--- Begin Excerpt to read ---
This watch is a U.S. export model and the “blue stone” on the winder is what is called a cabochon crown. Vintage Seiko women’s watches don’t carry much value but as your mom’s watch is made of 14K solid gold, its value today will be influenced by the gold metal itself rather than the watch.
hope this answers your question,
Quartzimodo
Hi Quartzimodo,
Please can I tap into your amazing knowledge of Seikos – I’ve got in front of me my father in laws Seiko and I’d love to know a bit more about it.
It think it’s a fairly generic version but I’d love to know roughly when it was made and pass it onto my partner. My father in law died almost 20 years ago so it must be at least that old.
The serial number is 870771 and the 8 digit code i 5Y23-8A11. Interestingly I note that the 8 digit code on the face is different to that on the back – it’s 5Y23-8A2M.
Any help you can give me would be amazing.
Thanks,
Hannah
Hi Hannah,
Thanks for your comments and compliments. 🙂 Your late father-in-law’s watch is a Seiko “SQ” dress men’s watch and you are indeed right – it is a generic Seiko watch from the mid 1980s. The quartz caliber has one jewel in it and requires a Seiko or Maxell SR920SW 1.55 volt battery, with an operational life of 3 years between battery changes. The caliber has been discontinued decades ago.
This watch was fully made in Japan, as with most Seiko quartz watches before the 1990s. The serial number indicates that it’s from July 1988. The “5Y23-8A2M” is a unique dial code which separates this model from its other siblings with different dial colors or design; but for reference purposes Seiko collectors refer this watch as the 5Y23-8A11 rather than the dial code.
As this watch may not have had a service history, it is a good idea to have it checked by an authorized Seiko dealer and have its moving parts lubricated plus the rubber seals replaced if you intend to give it to your other half. It’s important that a 24 year old quartz watch to be serviced to have it ticking in good health. What is more crucial is that a quartz watch with a dead battery should have its battery replaced as soon or possible or completely remove it. Fully exhausted batteries are very prone to leakage and its chemicals can corrode the battery compartment or other vital circuits in the watch module.
hope this helps! 🙂
Quartzimodo
Hi Edd,
You have an early Seiko gents’ watch from the mid 70s and it was manufactured by Seiko’s Suwa assembly plant on November 1976. The 2-jeweled 4110A caliber was first introduced two years earlier (1974) and was followed by the improved 3-jeweled, 4110B movement. It takes an Energizer #384 silver oxide cell and Seiko rated its accuracy to +/- 15 secs per month, which is the standard rate for common quartz watches to this day. Unfortunately, I have not seen examples of a 4110 based quartz watch before, therefore I can’t give more information beyond that. 🙁
I’m unable to comment about the “West Germany” made case as this is the first time I’ve heard of a vintage Seiko watch that has a caseback sourced from Europe. It could be because your particular model was a U.S. export model and during the time Seiko contracted solid gold casebacks to a West German manufacturer.
--- End Excerpt to read ---
● **Directives**:
1. From the Seiko watch discussion, quote the passage that opens with the words "This watch is" and closes with "least that old.".
2. In the Seiko watch discussion, what month and year does the serial number of Hannah's father-in-law's watch indicate?
3. Carry on writing the Seiko watch discussion, starting right after its final sentence.
--- Begin Extracted material ---
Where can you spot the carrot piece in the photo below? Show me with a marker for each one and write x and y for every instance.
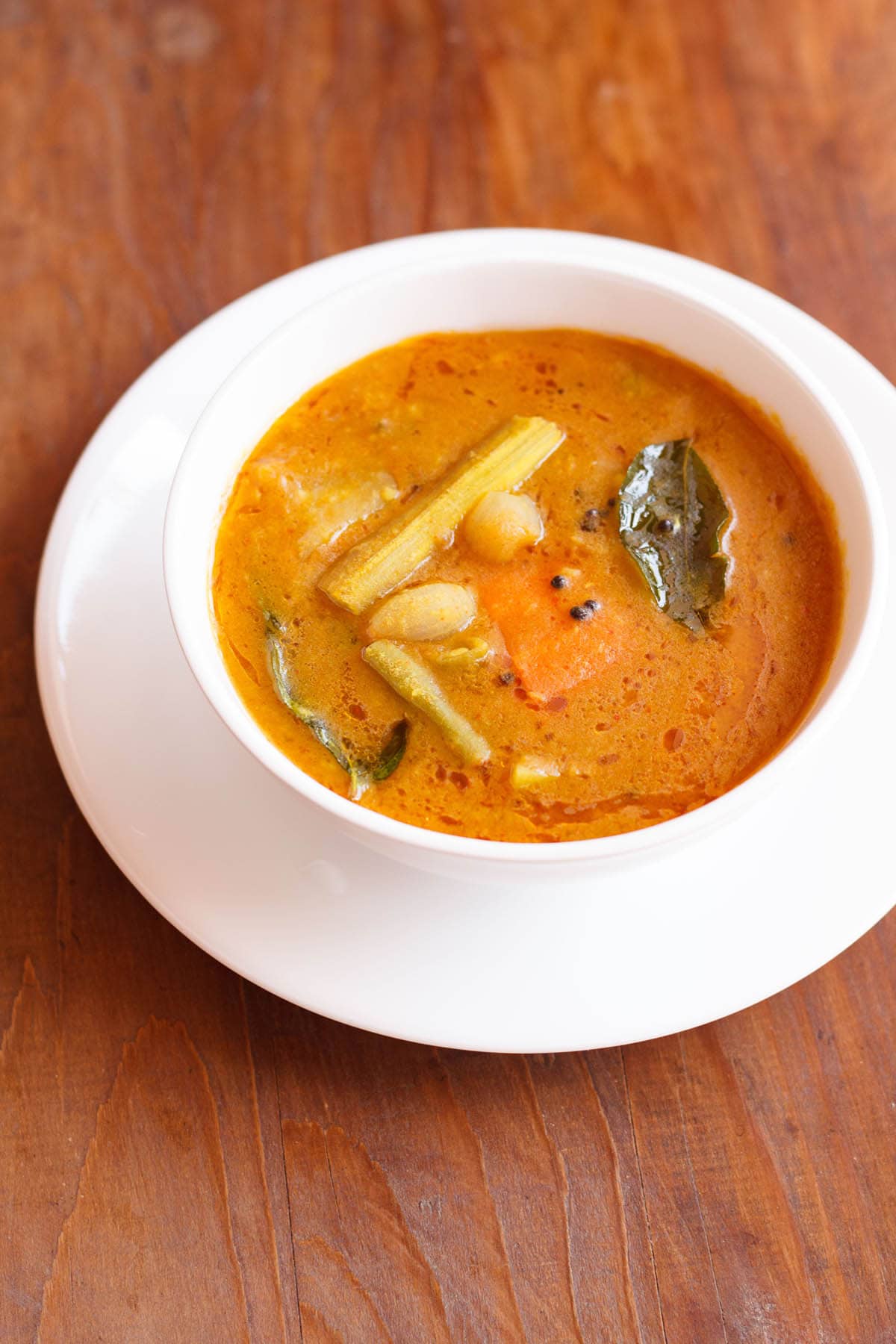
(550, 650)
--- End Extracted material ---
--- Begin Extracted material ---
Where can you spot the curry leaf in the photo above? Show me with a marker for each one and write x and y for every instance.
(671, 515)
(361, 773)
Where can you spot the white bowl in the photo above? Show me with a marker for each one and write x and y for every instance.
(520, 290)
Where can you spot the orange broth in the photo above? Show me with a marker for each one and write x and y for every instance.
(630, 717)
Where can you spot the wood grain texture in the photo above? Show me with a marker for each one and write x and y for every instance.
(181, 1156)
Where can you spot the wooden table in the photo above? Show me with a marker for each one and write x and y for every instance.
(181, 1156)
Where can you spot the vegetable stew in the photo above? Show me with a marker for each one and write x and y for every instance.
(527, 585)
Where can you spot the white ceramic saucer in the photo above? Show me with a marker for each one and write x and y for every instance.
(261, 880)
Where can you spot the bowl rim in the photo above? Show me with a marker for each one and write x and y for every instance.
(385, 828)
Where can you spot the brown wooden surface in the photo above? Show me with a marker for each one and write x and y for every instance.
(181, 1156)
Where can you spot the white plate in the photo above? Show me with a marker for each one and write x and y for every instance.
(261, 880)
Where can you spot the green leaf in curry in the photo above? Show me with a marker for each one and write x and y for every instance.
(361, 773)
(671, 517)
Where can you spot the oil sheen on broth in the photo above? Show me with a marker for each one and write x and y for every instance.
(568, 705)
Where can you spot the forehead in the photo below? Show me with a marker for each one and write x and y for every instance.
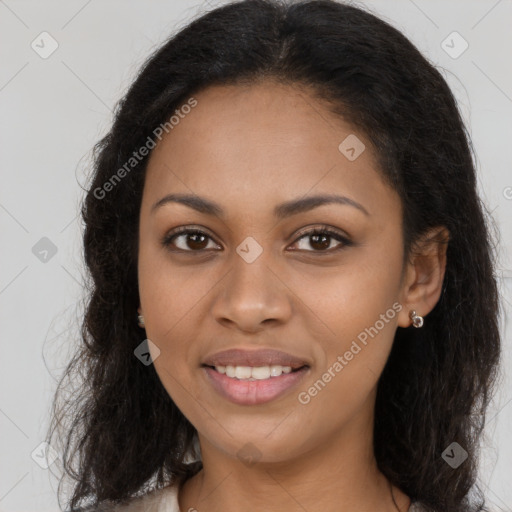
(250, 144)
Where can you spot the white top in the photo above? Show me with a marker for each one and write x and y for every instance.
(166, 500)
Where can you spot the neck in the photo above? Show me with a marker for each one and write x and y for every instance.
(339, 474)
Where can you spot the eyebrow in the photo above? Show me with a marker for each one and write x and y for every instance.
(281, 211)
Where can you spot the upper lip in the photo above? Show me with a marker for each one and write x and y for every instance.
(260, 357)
--- End Extracted material ---
--- Begin Extracted material ---
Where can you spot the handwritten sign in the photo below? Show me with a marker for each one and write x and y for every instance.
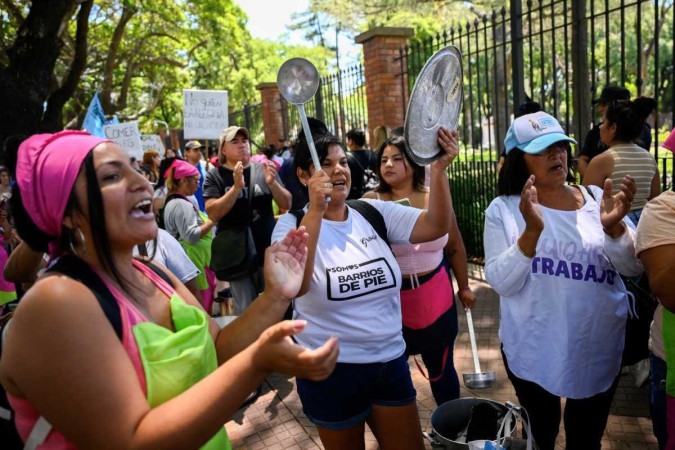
--- End Extracted material ---
● **Results for each task**:
1.
This watch is a U.S. export model and the “blue stone” on the winder is what is called a cabochon crown. Vintage Seiko women’s watches don’t carry much value but as your mom’s watch is made of 14K solid gold, its value today will be influenced by the gold metal itself rather than the watch.
hope this answers your question,
Quartzimodo
Hi Quartzimodo,
Please can I tap into your amazing knowledge of Seikos – I’ve got in front of me my father in laws Seiko and I’d love to know a bit more about it.
It think it’s a fairly generic version but I’d love to know roughly when it was made and pass it onto my partner. My father in law died almost 20 years ago so it must be at least that old.

2. July 1988.

3.
cheers,
Quartzimodo
I recently bought a used Seiko watch for $75 without knowing much about it. I tried entering the model # in the watch finder section on Seiko’s US website and nothing turns up. Maybe you can help me out and tell me if my money was well spent or not.
4D3606
ST. STEEL BASE METAL BEZEL
WATER RESISTANT MS 7N43-9041 [A4]
Thank
Hi Chris,
Your Seiko 7N43-9041 is an older model and Seiko’s websites don’t feature discontinued or generic models. That’s why you can’t find it on the Seiko USA website. I’m not familiar with the 7N43’s history but photos of the 7N43-9041 suggests that it was a 1990s design. Therefore I’m inclined to say that it was made on Dec 1994.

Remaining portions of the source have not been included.